• **Problem to work on**: Reproduce the material that follows, replacing "negative clicks" with "exclusion clicks" everywhere and leaving everything else as it is.

• **Input**:

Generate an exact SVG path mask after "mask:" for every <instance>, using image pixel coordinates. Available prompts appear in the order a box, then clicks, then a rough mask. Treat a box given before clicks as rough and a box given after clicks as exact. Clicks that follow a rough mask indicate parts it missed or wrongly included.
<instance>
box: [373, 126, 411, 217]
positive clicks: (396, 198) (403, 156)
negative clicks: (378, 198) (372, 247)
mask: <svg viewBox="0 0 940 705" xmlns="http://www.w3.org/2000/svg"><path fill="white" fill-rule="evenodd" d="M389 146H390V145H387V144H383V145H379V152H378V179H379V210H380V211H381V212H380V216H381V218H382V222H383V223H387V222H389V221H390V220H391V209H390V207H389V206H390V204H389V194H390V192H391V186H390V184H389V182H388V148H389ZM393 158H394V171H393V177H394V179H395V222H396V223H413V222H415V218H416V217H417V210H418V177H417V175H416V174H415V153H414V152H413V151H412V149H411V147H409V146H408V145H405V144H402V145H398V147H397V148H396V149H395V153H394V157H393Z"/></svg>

• **Exercise output**:
Generate an exact SVG path mask after "mask:" for every <instance>, using image pixel coordinates. Available prompts appear in the order a box, then clicks, then a rough mask. Treat a box given before clicks as rough and a box given after clicks as exact. Clicks that follow a rough mask indicate parts it missed or wrongly included.
<instance>
box: [373, 126, 411, 217]
positive clicks: (396, 198) (403, 156)
exclusion clicks: (378, 198) (372, 247)
mask: <svg viewBox="0 0 940 705" xmlns="http://www.w3.org/2000/svg"><path fill="white" fill-rule="evenodd" d="M389 146H390V145H387V144H383V145H379V152H378V179H379V210H380V211H381V212H380V216H381V218H382V222H383V223H387V222H389V221H390V220H391V209H390V207H389V206H390V204H389V194H390V192H391V186H390V184H389V182H388V148H389ZM393 158H394V171H393V177H394V179H395V222H396V223H413V222H415V218H416V217H417V210H418V177H417V175H416V174H415V153H414V152H413V151H412V149H411V147H409V146H408V145H405V144H402V145H398V147H397V148H396V149H395V153H394V157H393Z"/></svg>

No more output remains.